Work order 1:
Reproduce the portion of the forum post on conservation volunteering from "As director I" up to and including "move it forward.".
Work order 2:
According to the forum post on conservation volunteering, what program will TWI's next newsletter introduce?
═════ Provided passage
We love to critique and criticize movements, organizations, etc. and do so vehemently on forums like this. We spend copious amounts of time and energy breaking things (and people) down. But being 'against' things doesn't necessarily equate to being 'for' anything. What I see is a hobby of consumerism, even in its philanthropic interests: "If I could just find the organization that would do/offer every single thing I want them to...then I would support them." We want the option to participate, and when something doesn't line up 153% with what we want, then we opt out and blame our level of inactivity on _them_.




> Maybe TWI can assist and DB community can support them financially. We have #'s behind us, and passion certainly.


It's possible...but in my experience as director of TWI for 2 years now (and even longer before that as just the Leaf Litter editor), I have come to discover that passion burns out rather quickly. We receive numerous inquiries of interest from people who want to get involved, help out, start a program or initiative. The unfortunate pattern is that we engage them and create a dialogue and pour energy into getting a framework going...and then that person disappears, rarely ever heard from again. Passion is obviously not our problem, nor is numbers - what we need is commitment to the cause and the willingness to work with others, to slog on and continue pushing the program/cause/initiative forward regardless. Initial excitement amongst a large group of people often seems to dissolve into a sparse few willing to stick it out for the long haul. 

As director I can only do so much...and as an org we can only offer so many things for people to participate in. The success of programs that hinge on the participation of volunteers and/or stewards is only as successful as the participation of those volunteers/stewards. We can create TMPs, but we need people willing to step up and say: "Okay, I'm ready to organize a handful of people and start actively managing a population." And then actually DO it. We can only take it so far, and at some point the hobby needs to take the baton and move it forward.

As far as supporting financially, our next newsletter (coming out VERY soon) is going to unroll our amphibian conservation small grants program...which is possible only through the donations and contributions of TWI members and supporters. I'm personally really excited to be able to finally offer this and support projects, people, and research involved in amphibian conservation...but it has taken this long to acquire the funds needed to award the first few grants. 



> But I'm not a starter here. Honestly, I just dont have the time.
══════════
═════ Collected data
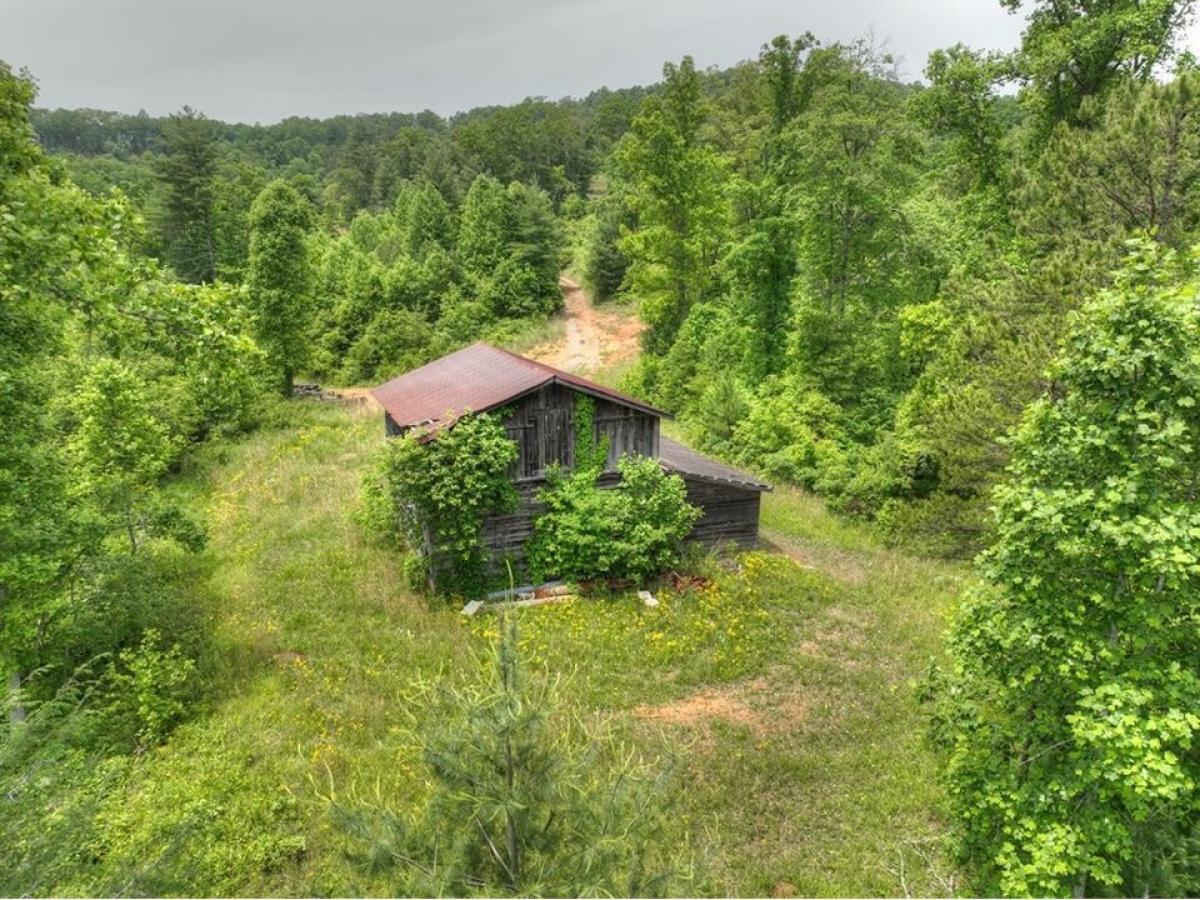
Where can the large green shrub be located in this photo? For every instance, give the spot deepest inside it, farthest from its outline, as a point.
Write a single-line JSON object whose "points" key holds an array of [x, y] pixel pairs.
{"points": [[435, 491], [631, 531], [1069, 709]]}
══════════
Answer 1:
As director I can only do so much...and as an org we can only offer so many things for people to participate in. The success of programs that hinge on the participation of volunteers and/or stewards is only as successful as the participation of those volunteers/stewards. We can create TMPs, but we need people willing to step up and say: "Okay, I'm ready to organize a handful of people and start actively managing a population." And then actually DO it. We can only take it so far, and at some point the hobby needs to take the baton and move it forward.

Answer 2:
An amphibian conservation small grants program.